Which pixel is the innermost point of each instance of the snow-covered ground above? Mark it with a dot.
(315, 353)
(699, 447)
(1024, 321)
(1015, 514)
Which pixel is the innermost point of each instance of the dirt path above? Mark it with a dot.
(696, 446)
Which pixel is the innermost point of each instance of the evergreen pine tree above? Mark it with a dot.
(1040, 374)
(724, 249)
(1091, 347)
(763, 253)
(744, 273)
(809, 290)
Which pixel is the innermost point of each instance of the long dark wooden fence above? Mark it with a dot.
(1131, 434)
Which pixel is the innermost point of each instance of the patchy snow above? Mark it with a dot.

##############################

**SET PROBLEM**
Copy every entry above word for word, keeping the original order and line breaks.

**ANSWER IN FULL**
Which pixel is the innermost point of each instance of the snow-covered ground above? Mark it with a dot.
(315, 353)
(699, 447)
(1024, 321)
(1015, 514)
Which pixel is the innermost point of each instance of the dirt path above? Mark it with a dot.
(696, 446)
Which pixel is the innermost point of each instance of the evergreen pine tree above? Mark it with a dot.
(1040, 374)
(724, 249)
(1091, 347)
(763, 253)
(744, 273)
(809, 290)
Which pixel is the innermost point of each instance of the long dark wooden fence above? Mark it with a dot.
(1131, 434)
Which pixel is the innermost point of each instance of the patchy snow above? Mark it with a dot.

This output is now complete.